» Task instructions
Retype each entry. Leave nothing out.

» Dataset entries
***

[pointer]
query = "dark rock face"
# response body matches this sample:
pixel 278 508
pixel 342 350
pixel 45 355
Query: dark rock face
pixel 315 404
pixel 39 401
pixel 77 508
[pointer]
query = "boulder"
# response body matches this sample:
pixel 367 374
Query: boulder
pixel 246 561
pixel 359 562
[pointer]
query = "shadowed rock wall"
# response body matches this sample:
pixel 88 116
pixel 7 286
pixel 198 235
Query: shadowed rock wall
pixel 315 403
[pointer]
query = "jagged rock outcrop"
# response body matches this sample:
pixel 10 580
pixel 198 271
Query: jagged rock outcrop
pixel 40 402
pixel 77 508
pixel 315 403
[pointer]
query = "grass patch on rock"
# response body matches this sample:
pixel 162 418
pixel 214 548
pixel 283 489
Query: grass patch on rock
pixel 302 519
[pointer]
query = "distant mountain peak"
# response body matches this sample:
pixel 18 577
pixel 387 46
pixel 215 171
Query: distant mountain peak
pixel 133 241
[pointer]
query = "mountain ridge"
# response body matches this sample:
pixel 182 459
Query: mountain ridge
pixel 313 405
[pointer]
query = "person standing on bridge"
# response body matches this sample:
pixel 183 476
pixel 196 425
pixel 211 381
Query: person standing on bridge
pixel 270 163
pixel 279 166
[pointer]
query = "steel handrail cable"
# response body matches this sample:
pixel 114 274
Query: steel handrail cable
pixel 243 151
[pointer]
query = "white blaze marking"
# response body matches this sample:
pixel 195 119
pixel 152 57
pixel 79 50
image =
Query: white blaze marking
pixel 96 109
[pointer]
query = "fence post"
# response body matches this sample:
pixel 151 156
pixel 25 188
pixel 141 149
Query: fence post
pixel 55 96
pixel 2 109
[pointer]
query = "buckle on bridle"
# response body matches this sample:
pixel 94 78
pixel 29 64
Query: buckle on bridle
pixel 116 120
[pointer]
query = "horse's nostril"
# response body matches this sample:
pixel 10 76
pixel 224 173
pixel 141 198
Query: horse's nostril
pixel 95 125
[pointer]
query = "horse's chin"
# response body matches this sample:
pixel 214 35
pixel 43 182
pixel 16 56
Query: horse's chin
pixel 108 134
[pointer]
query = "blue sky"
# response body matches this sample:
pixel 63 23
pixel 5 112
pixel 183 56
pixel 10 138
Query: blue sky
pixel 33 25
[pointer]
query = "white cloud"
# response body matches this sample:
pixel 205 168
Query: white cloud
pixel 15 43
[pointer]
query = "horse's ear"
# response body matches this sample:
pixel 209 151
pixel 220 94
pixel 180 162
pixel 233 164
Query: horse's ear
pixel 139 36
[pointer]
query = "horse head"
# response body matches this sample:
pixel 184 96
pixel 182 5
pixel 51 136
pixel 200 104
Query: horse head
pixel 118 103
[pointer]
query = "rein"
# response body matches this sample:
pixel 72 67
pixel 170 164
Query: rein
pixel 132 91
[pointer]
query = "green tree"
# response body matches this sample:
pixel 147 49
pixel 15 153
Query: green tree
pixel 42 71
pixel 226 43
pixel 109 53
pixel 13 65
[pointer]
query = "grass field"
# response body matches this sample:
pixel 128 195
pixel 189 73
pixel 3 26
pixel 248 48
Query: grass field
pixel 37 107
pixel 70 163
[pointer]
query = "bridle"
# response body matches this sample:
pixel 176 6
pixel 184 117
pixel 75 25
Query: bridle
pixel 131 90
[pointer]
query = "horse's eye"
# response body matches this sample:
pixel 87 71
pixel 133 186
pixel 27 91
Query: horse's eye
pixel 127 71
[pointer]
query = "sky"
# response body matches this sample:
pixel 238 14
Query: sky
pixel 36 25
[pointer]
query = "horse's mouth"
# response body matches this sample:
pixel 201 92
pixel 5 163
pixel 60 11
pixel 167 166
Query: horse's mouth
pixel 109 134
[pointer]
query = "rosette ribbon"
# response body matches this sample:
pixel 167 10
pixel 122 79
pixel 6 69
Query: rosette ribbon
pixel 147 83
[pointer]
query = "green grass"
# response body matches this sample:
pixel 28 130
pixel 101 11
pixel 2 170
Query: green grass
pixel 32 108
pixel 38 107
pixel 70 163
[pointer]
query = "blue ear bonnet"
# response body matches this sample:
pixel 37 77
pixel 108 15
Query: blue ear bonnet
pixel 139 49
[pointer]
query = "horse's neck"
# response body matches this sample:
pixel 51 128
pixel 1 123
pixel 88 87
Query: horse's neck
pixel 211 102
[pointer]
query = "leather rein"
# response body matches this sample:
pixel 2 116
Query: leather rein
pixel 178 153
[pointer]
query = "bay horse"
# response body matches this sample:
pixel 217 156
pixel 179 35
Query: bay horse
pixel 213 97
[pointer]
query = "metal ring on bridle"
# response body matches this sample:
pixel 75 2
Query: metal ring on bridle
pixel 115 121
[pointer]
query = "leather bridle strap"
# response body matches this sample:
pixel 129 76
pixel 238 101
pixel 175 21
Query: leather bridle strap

***

» Written response
[pointer]
query = "dark rock face"
# response body matches this sample:
pixel 278 508
pixel 342 350
pixel 45 355
Query: dark rock face
pixel 315 404
pixel 39 401
pixel 77 508
[pointer]
query = "boulder"
# response body matches this sample:
pixel 367 374
Query: boulder
pixel 246 561
pixel 359 562
[pointer]
query = "shadowed rock wall"
# response body matches this sample:
pixel 88 116
pixel 7 286
pixel 198 235
Query: shadowed rock wall
pixel 315 403
[pointer]
query = "jagged rock outcrop"
# response body matches this sample:
pixel 10 580
pixel 198 271
Query: jagged rock outcrop
pixel 40 402
pixel 77 508
pixel 315 403
[pointer]
query = "grass patch on rock"
# response body matches this sample:
pixel 162 418
pixel 214 548
pixel 283 489
Query: grass patch on rock
pixel 302 519
[pointer]
query = "distant mountain peak"
# response body matches this sample:
pixel 18 577
pixel 387 46
pixel 215 171
Query: distant mountain peak
pixel 133 241
[pointer]
query = "mountain ridge"
# response body matches this sample:
pixel 182 459
Query: mountain ridge
pixel 313 405
[pointer]
query = "person standing on bridge"
# response body matches this sample:
pixel 183 476
pixel 196 425
pixel 211 381
Query: person standing on bridge
pixel 270 163
pixel 279 166
[pointer]
query = "steel handrail cable"
# response body matches this sample:
pixel 114 274
Query: steel handrail cable
pixel 243 151
[pointer]
query = "white blaze marking"
# response body matches this sample:
pixel 195 119
pixel 152 57
pixel 79 50
image =
Query: white blaze marking
pixel 96 109
[pointer]
query = "fence post"
# response body matches this sample:
pixel 151 156
pixel 25 188
pixel 141 149
Query: fence post
pixel 55 96
pixel 2 109
[pointer]
query = "buckle on bridle"
# response body matches this sample:
pixel 94 78
pixel 29 64
Query: buckle on bridle
pixel 116 120
[pointer]
query = "horse's nostril"
# response body matches this sample:
pixel 10 76
pixel 224 173
pixel 141 198
Query: horse's nostril
pixel 95 125
[pointer]
query = "horse's chin"
# response body matches this sample:
pixel 214 35
pixel 43 182
pixel 16 56
Query: horse's chin
pixel 108 134
[pointer]
query = "blue sky"
# response body matches this sample:
pixel 63 23
pixel 5 112
pixel 183 56
pixel 10 138
Query: blue sky
pixel 33 25
[pointer]
query = "white cloud"
# response body matches this sample:
pixel 205 168
Query: white cloud
pixel 15 43
[pointer]
query = "horse's ear"
# response body matches this sample:
pixel 209 151
pixel 220 94
pixel 180 162
pixel 233 164
Query: horse's ear
pixel 139 36
[pointer]
query = "horse head"
# response body matches this sample:
pixel 184 96
pixel 182 5
pixel 51 136
pixel 200 104
Query: horse head
pixel 118 103
[pointer]
query = "rein"
# response body matches this sample:
pixel 72 67
pixel 170 164
Query: rein
pixel 132 91
[pointer]
query = "green tree"
# response body matches this sample:
pixel 147 49
pixel 15 153
Query: green tree
pixel 42 71
pixel 226 43
pixel 109 53
pixel 13 65
[pointer]
query = "grass field"
# response body matches this sample:
pixel 128 195
pixel 189 73
pixel 3 26
pixel 248 48
Query: grass field
pixel 37 107
pixel 70 163
[pointer]
query = "bridle"
# response body matches this sample:
pixel 176 6
pixel 184 117
pixel 75 25
Query: bridle
pixel 131 90
[pointer]
query = "horse's eye"
# response body matches this sample:
pixel 87 71
pixel 133 186
pixel 27 91
Query: horse's eye
pixel 127 71
[pointer]
query = "sky"
# response body matches this sample:
pixel 238 14
Query: sky
pixel 36 25
[pointer]
query = "horse's mouth"
# response body matches this sample:
pixel 201 92
pixel 5 163
pixel 60 11
pixel 167 166
Query: horse's mouth
pixel 109 134
[pointer]
query = "rosette ribbon"
# response body matches this sample:
pixel 167 10
pixel 122 79
pixel 6 69
Query: rosette ribbon
pixel 147 83
[pointer]
query = "green grass"
# response body matches this sample:
pixel 28 130
pixel 101 11
pixel 2 170
Query: green grass
pixel 32 108
pixel 38 107
pixel 70 163
[pointer]
query = "blue ear bonnet"
# response body matches this sample:
pixel 37 77
pixel 108 15
Query: blue ear bonnet
pixel 139 49
[pointer]
query = "horse's neck"
# response body matches this sample:
pixel 51 128
pixel 1 123
pixel 88 87
Query: horse's neck
pixel 211 102
[pointer]
query = "leather rein"
# response body matches this sample:
pixel 2 116
Query: leather rein
pixel 178 153
[pointer]
query = "bay horse"
# response body matches this sample:
pixel 217 156
pixel 179 35
Query: bay horse
pixel 213 97
[pointer]
query = "metal ring on bridle"
# response body matches this sample:
pixel 75 2
Query: metal ring on bridle
pixel 115 121
[pointer]
query = "leather bridle strap"
# response body matches this sample:
pixel 129 76
pixel 238 101
pixel 175 21
Query: leather bridle strap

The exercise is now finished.